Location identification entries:
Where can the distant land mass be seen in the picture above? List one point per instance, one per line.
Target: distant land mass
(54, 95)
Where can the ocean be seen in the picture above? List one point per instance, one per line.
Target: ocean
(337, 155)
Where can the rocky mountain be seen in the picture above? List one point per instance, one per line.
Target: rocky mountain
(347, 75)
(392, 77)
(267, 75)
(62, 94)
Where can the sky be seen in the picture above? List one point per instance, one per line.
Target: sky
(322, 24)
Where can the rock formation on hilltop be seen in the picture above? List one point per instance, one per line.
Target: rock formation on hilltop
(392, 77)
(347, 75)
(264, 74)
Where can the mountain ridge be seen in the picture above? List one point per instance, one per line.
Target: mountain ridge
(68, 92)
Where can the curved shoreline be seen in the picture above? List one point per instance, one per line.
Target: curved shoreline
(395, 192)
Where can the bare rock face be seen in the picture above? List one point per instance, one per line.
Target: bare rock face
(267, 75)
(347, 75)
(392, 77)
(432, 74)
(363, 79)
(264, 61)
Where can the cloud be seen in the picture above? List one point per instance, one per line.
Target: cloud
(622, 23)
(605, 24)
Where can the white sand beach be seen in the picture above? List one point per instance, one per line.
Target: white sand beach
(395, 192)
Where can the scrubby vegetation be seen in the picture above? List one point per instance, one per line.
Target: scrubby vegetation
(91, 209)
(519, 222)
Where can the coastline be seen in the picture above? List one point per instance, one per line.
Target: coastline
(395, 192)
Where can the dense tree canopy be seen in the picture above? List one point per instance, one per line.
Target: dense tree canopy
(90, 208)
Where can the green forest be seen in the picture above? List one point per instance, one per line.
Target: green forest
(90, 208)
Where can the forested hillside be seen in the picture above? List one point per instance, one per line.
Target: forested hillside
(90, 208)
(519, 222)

■ **GOAL**
Rewrite the material above, replacing "ocean" with "sea" and leaving everything else unchanged.

■ **EXERCISE OUTPUT**
Where can the distant land mass be seen in the picture above? List one point per instance, one per line.
Target: distant land mass
(54, 95)
Where can the sea be seen in the picture above? List one point per instance, one per line.
Target: sea
(337, 155)
Where can the rocky mountain be seen in the picture above? List one point per instance, one per line.
Target: rocky mountain
(347, 75)
(392, 77)
(267, 75)
(62, 94)
Where can the sky be seen in the picture above? List one point per instance, one per line.
Target: sky
(322, 24)
Where can the rock formation on hilltop be seen in the picture above? List one point per instance, one per line.
Target: rock formation on hilltop
(392, 77)
(347, 75)
(264, 74)
Where can the mountain ridge be seen in the picture above? List one point per instance, one per line.
Target: mountain ridge
(68, 92)
Where can the curved shoreline be seen in the picture above? List one point per instance, one per line.
Target: curved shoreline
(395, 192)
Where can the bare rock face be seen in the picture above? List one point per instance, one per line.
Target: bare rock face
(267, 75)
(347, 75)
(392, 77)
(432, 74)
(363, 79)
(264, 61)
Where can the cloud be seen in the picture above? List one point per instance, one per line.
Target: cloud
(622, 23)
(605, 24)
Where can the white sand beach be seen in the picture above? List one point per instance, one per line.
Target: white sand beach
(395, 192)
Where can the scrubby vegetation be seen in the picture above? List one point per instance, one per line.
Target: scrubby vegetation
(91, 209)
(519, 222)
Where can the coastline be seen in the picture above? List one point per instance, one per line.
Target: coastline
(395, 192)
Where can the dense tree canopy be seen in the picture above? List one point per instance, one per line.
Target: dense tree canopy
(90, 208)
Where can the green forest be seen in the picture above? List one point per instance, one per line.
Target: green forest
(90, 208)
Where can the forested hillside be seen in the picture above? List one point per instance, one per line.
Target: forested hillside
(90, 208)
(519, 222)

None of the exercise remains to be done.